INSTRUÇÃO DADA 1
No trecho sobre os modos de produção capitalista, em que período surge a cultura do trabalho chamada de taylorismo?

TRECHO DO TEXTO
§ §
Unidade C - Modos de produção capitalista

Taylorismo, Fordismo e Produção Flexível

O trabalho na sociedade capitalista não permaneceu o mesmo em suas características em relação àquele trabalho que era realizado pelo camponês medieval ou o escravo da antiguidade. Conforme vimos anteriormente, o capitalismo impulsionou a divisão do trabalho e da produção em partes, para a construção de um produto. As mudanças, no entanto, não pararam nessa divisão de tarefas alienante. Ao longo do desenvolvimento industrial, novas ideias contribuíram para o aumento da produção e controle do processo de trabalho. No presente texto, será abordada a administração científica do trabalho de Taylor, o modelo fordista de produção e a produção flexível ou toyotismo. Esses três modelos representam as principais mudanças nas relações de trabalho experimentadas ao longo do século XX.

Na passagem do século XIX para o século XX, surge uma nova cultura do trabalho, denominada como “taylorismo” ou “administração científica do trabalho”.
§ §
DADOS FORNECIDOS
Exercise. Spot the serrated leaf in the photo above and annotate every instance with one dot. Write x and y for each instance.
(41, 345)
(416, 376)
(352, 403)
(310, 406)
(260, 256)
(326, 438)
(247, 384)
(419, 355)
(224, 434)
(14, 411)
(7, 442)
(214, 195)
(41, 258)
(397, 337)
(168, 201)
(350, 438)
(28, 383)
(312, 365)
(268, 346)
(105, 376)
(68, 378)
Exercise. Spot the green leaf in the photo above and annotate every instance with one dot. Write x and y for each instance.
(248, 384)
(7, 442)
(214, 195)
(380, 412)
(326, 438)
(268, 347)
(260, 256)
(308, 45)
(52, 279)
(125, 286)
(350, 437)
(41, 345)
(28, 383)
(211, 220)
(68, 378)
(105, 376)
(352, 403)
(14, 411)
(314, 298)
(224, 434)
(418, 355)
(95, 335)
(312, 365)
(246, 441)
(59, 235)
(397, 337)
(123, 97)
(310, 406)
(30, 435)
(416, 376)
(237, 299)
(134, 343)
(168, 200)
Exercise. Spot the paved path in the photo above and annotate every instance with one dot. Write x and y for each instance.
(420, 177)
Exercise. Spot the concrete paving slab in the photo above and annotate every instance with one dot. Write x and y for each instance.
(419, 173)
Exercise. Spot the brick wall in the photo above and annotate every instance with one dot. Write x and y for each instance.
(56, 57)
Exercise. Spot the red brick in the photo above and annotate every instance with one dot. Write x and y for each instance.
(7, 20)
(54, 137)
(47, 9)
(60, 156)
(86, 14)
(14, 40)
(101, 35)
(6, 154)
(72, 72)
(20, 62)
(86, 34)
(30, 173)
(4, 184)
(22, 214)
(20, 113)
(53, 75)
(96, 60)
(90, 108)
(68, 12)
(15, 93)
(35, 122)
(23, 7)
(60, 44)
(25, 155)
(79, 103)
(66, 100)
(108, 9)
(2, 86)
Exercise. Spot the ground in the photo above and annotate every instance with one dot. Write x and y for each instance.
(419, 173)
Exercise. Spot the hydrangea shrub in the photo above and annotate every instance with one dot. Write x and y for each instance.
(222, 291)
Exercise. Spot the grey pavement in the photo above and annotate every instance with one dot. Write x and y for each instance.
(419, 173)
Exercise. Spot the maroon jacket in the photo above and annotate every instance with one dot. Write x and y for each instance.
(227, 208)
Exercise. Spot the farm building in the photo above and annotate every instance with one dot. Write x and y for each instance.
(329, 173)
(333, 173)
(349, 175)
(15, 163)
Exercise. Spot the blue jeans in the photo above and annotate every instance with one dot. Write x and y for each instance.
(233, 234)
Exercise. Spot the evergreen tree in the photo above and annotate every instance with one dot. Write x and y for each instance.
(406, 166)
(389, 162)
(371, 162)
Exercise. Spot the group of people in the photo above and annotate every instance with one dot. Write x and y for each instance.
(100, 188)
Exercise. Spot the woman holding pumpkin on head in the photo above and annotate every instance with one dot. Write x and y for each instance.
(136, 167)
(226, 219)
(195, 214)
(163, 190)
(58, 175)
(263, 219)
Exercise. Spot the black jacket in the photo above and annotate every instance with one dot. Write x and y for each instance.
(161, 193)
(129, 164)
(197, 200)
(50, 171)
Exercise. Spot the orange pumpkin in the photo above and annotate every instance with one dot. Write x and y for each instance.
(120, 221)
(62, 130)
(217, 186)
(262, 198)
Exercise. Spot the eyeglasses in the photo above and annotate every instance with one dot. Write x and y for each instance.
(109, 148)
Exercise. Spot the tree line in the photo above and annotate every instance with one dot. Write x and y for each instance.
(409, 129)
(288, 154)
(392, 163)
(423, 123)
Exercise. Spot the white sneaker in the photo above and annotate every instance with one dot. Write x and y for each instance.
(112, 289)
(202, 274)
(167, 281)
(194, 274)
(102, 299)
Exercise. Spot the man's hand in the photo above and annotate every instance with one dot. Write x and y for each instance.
§ §
INSTRUÇÃO DADA 2
Coloque em uma tabela Markdown com as colunas Número e Conteúdo as linhas dos dados fornecidos, começando na que contém "Exercise. Spot the orange" e terminando na última delas, com as duas pontas incluídas. Numere cada linha e deixe de fora as que estiverem em branco.

RESPOSTA CORRETA 1
Na passagem do século XIX para o século XX.

RESPOSTA CORRETA 2
| Número | Conteúdo |
|---|---|
| 1 | Exercise. Spot the orange pumpkin in the photo above and annotate every instance with one dot. Write x and y for each instance. |
| 2 | (120, 221) |
| 3 | (62, 130) |
| 4 | (217, 186) |
| 5 | (262, 198) |
| 6 | Exercise. Spot the eyeglasses in the photo above and annotate every instance with one dot. Write x and y for each instance. |
| 7 | (109, 148) |
| 8 | Exercise. Spot the tree line in the photo above and annotate every instance with one dot. Write x and y for each instance. |
| 9 | (409, 129) |
| 10 | (288, 154) |
| 11 | (392, 163) |
| 12 | (423, 123) |
| 13 | Exercise. Spot the white sneaker in the photo above and annotate every instance with one dot. Write x and y for each instance. |
| 14 | (112, 289) |
| 15 | (202, 274) |
| 16 | (167, 281) |
| 17 | (194, 274) |
| 18 | (102, 299) |
| 19 | Exercise. Spot the man's hand in the photo above and annotate every instance with one dot. Write x and y for each instance. |